*Consigne*: Reproduisez le passage de l'entretien sur la Laiterie de Mayotte qui s'ouvre sur les mots contenant « Enfin, ces outils » et se clôt sur « disponibles en permanence. », en renommant « marché mahorais » en « marché local ».

== Texte extrait

La Laiterie de Mayotte a engagé des investissements ambitieux ces dernières années pour alimenter le marché mahorais en produits laitiers frais de qualité. L’entreprise a bénéficié de deux tranches de financements FEDER pour un montant total de plus de 2M€. Son directeur, Emmanuel CLERC, retrace pour nous les étapes clés de cette belle aventure industrielle.

Q – Monsieur le directeur, pouvez-vous détailler, pour nos lecteurs, les investissements successifs réalisés dans votre entreprise grâce aux cofinancements européens (FEDER) ?

La Laiterie de Mayotte a mis en place un ambitieux programme d’investissements industriels qui couvre la période 2021-2027, soit environ 15 millions d’euros au total. Trois des quatre étapes ont déjà été mises en place, dont deux ont pu bénéficier d’un co-financement par les fonds européens du FEDER.

Après avoir augmenté notre capacité de fabrication de yaourts (des cuves essentiellement) en auto-financement, le premier dossier co-financé a permis de renouveler entièrement la production de froid en utilisant des techniques ayant un moindre impact sur la couche d’ozone, et de recycler la chaleur générée par cette production de froid pour réduire notre consommation énergétique. Il s’agissait d’un projet permettant d’accompagner notre croissance à venir, tout en adoptant un modèle vertueux pour l’environnement. Les fonds FEDER ont participé à hauteur de 1,1 million d’euros, soit plus de 50% du coût total du projet, en 2023.

Le deuxième dossier co-financé, qui vient de démarrer cette année, prévoyait le renouvellement complet de notre ligne de conditionnement de yaourts en pots, aux marques OULA et YOPLAIT. Cette ligne entièrement automatisée a une cadence horaire plus de quatre fois supérieure à la ligne précédente (16 000 yaourts par heure) et toute la manutention est robotisée. Là encore, les fonds européens sont intervenus pour plus d’un million d’euros, environ 25% du coût total.

Q – En quoi ont-ils changé la dimension économique de votre entreprise ?

Tout d’abord, ils ont permis de faire entrer la Laiterie de Mayotte dans un environnement industriel moderne. Les installations mises en place ont le même niveau de technologie que les installations existant en métropole ou à Dubaï.

Ensuite, ils se sont faits grâce et avec les effectifs de l’entreprise : c’est une fierté de voir les opérateurs de production piloter ces machines (écrans tactiles, recettes programmées, changements d’outils optimisés), de voir les techniciens de maintenance réaliser les opérations de maintenance, de suivre des indicateurs, etc. Une transition numérique qui a embarqué toute l’entreprise.

Enfin, ces outils ultra-modernes ont permis l’augmentation des cadences, la réduction de la pénibilité, une meilleure maîtrise de la qualité des produits. Par ailleurs, le marché mahorais bénéficie de produits laitiers frais disponibles en permanence.

Q – Peut-on affirmer selon vous qu’ils ont contribué au développement du « Made in Mayotte », et si oui comment ?

====
== Liste des données

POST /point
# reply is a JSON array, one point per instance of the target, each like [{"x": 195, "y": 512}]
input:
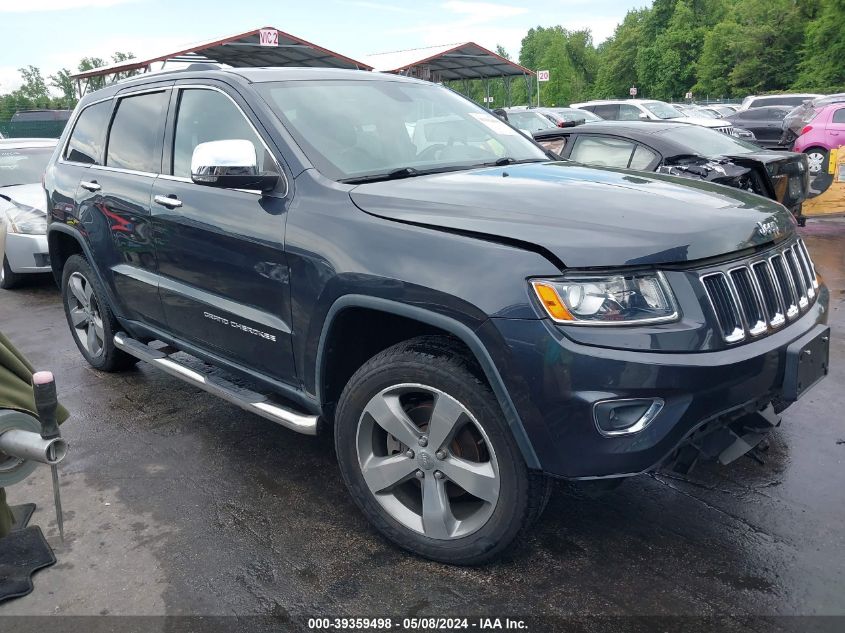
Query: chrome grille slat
[
  {"x": 765, "y": 279},
  {"x": 761, "y": 295}
]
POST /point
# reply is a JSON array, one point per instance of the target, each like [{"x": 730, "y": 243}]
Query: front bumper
[
  {"x": 27, "y": 253},
  {"x": 554, "y": 383}
]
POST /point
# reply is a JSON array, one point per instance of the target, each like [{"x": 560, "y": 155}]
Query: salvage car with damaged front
[
  {"x": 378, "y": 258},
  {"x": 688, "y": 151}
]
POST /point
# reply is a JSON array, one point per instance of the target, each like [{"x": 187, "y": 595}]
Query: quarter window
[
  {"x": 608, "y": 111},
  {"x": 86, "y": 140},
  {"x": 135, "y": 133},
  {"x": 208, "y": 115},
  {"x": 627, "y": 112}
]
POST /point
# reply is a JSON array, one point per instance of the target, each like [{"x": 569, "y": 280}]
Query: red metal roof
[{"x": 242, "y": 50}]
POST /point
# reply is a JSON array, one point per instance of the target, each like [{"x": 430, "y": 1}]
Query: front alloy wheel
[
  {"x": 427, "y": 461},
  {"x": 429, "y": 457},
  {"x": 816, "y": 159}
]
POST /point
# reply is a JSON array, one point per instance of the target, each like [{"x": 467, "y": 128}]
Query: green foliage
[
  {"x": 822, "y": 65},
  {"x": 616, "y": 73},
  {"x": 714, "y": 48},
  {"x": 34, "y": 92}
]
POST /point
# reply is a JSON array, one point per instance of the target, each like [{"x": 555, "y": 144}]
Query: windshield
[
  {"x": 662, "y": 110},
  {"x": 21, "y": 166},
  {"x": 707, "y": 142},
  {"x": 354, "y": 129}
]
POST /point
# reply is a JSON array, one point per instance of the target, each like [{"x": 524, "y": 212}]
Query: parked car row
[{"x": 688, "y": 151}]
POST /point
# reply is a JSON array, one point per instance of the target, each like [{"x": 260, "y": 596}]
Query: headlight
[
  {"x": 582, "y": 299},
  {"x": 27, "y": 220}
]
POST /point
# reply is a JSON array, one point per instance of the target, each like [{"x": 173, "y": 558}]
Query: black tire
[
  {"x": 821, "y": 151},
  {"x": 9, "y": 279},
  {"x": 109, "y": 357},
  {"x": 438, "y": 362}
]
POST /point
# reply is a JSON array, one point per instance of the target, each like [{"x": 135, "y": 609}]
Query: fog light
[{"x": 624, "y": 417}]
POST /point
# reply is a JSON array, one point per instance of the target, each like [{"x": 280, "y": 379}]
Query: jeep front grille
[{"x": 760, "y": 296}]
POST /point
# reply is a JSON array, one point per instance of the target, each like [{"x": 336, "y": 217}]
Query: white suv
[{"x": 649, "y": 110}]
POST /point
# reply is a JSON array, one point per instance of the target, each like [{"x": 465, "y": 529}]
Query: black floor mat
[
  {"x": 22, "y": 514},
  {"x": 22, "y": 553}
]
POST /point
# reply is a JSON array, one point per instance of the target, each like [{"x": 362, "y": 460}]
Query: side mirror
[{"x": 230, "y": 164}]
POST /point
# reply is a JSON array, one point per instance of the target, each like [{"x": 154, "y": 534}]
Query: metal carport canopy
[
  {"x": 241, "y": 50},
  {"x": 448, "y": 62}
]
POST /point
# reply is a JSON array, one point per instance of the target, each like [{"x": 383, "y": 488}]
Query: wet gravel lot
[{"x": 178, "y": 503}]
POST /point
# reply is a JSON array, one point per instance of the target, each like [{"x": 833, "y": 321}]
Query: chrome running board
[{"x": 246, "y": 399}]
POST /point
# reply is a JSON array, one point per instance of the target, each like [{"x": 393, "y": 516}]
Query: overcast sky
[{"x": 53, "y": 34}]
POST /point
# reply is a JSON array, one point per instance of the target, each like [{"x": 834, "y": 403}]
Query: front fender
[{"x": 447, "y": 324}]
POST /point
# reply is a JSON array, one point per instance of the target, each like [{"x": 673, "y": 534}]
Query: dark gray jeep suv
[{"x": 379, "y": 258}]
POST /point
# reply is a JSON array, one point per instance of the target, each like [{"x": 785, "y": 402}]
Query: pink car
[{"x": 824, "y": 132}]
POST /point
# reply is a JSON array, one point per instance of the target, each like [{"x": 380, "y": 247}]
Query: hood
[
  {"x": 703, "y": 121},
  {"x": 26, "y": 196},
  {"x": 584, "y": 216}
]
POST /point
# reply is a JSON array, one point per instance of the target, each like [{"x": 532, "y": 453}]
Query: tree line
[
  {"x": 716, "y": 49},
  {"x": 34, "y": 92}
]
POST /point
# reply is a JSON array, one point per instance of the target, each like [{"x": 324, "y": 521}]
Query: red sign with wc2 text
[{"x": 268, "y": 37}]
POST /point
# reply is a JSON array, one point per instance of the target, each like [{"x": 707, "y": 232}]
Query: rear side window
[
  {"x": 610, "y": 152},
  {"x": 207, "y": 115},
  {"x": 136, "y": 131},
  {"x": 86, "y": 140}
]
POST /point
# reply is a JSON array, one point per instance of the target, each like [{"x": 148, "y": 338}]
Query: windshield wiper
[
  {"x": 402, "y": 172},
  {"x": 396, "y": 174},
  {"x": 507, "y": 160}
]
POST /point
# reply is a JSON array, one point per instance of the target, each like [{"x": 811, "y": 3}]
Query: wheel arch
[
  {"x": 64, "y": 242},
  {"x": 429, "y": 322}
]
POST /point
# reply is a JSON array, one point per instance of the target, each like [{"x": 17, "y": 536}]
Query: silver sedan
[{"x": 23, "y": 214}]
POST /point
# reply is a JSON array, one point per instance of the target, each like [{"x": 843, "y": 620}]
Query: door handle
[{"x": 167, "y": 201}]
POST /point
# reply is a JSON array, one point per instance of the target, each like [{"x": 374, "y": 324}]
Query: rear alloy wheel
[
  {"x": 84, "y": 314},
  {"x": 428, "y": 456},
  {"x": 91, "y": 322}
]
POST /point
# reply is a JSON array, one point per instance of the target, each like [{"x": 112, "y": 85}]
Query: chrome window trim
[{"x": 192, "y": 86}]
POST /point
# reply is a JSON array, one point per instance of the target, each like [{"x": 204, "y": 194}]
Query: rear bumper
[
  {"x": 27, "y": 253},
  {"x": 555, "y": 383}
]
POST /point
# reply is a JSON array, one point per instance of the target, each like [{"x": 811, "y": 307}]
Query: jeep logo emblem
[
  {"x": 769, "y": 227},
  {"x": 426, "y": 460}
]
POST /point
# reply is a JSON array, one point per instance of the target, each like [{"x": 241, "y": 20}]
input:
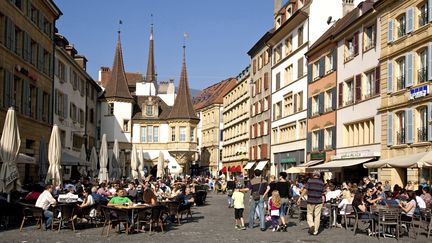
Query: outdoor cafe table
[{"x": 132, "y": 209}]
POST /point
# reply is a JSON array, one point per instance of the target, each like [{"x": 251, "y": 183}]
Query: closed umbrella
[
  {"x": 122, "y": 162},
  {"x": 134, "y": 163},
  {"x": 54, "y": 158},
  {"x": 114, "y": 165},
  {"x": 93, "y": 162},
  {"x": 141, "y": 164},
  {"x": 161, "y": 159},
  {"x": 83, "y": 161},
  {"x": 9, "y": 148},
  {"x": 43, "y": 160},
  {"x": 103, "y": 160}
]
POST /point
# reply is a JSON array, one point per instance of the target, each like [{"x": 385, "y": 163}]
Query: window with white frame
[{"x": 182, "y": 134}]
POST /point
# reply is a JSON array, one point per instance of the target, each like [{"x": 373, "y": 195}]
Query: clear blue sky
[{"x": 220, "y": 34}]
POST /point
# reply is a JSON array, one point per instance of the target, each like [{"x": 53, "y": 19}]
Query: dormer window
[{"x": 149, "y": 110}]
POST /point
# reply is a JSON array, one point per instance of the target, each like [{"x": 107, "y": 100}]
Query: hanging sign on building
[{"x": 419, "y": 92}]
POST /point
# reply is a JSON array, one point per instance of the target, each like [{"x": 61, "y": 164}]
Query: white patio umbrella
[
  {"x": 103, "y": 160},
  {"x": 141, "y": 164},
  {"x": 134, "y": 163},
  {"x": 93, "y": 162},
  {"x": 54, "y": 157},
  {"x": 161, "y": 159},
  {"x": 114, "y": 165},
  {"x": 43, "y": 160},
  {"x": 9, "y": 148},
  {"x": 122, "y": 163},
  {"x": 83, "y": 161}
]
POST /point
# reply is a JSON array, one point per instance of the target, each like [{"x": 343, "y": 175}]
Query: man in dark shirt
[
  {"x": 257, "y": 184},
  {"x": 314, "y": 189},
  {"x": 283, "y": 186}
]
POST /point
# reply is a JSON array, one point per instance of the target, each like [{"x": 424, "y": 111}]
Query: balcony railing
[
  {"x": 422, "y": 75},
  {"x": 400, "y": 137},
  {"x": 401, "y": 82},
  {"x": 423, "y": 19},
  {"x": 422, "y": 134},
  {"x": 401, "y": 31}
]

====

*Réponse complète*:
Enfin, ces outils ultra-modernes ont permis l’augmentation des cadences, la réduction de la pénibilité, une meilleure maîtrise de la qualité des produits. Par ailleurs, le marché local bénéficie de produits laitiers frais disponibles en permanence.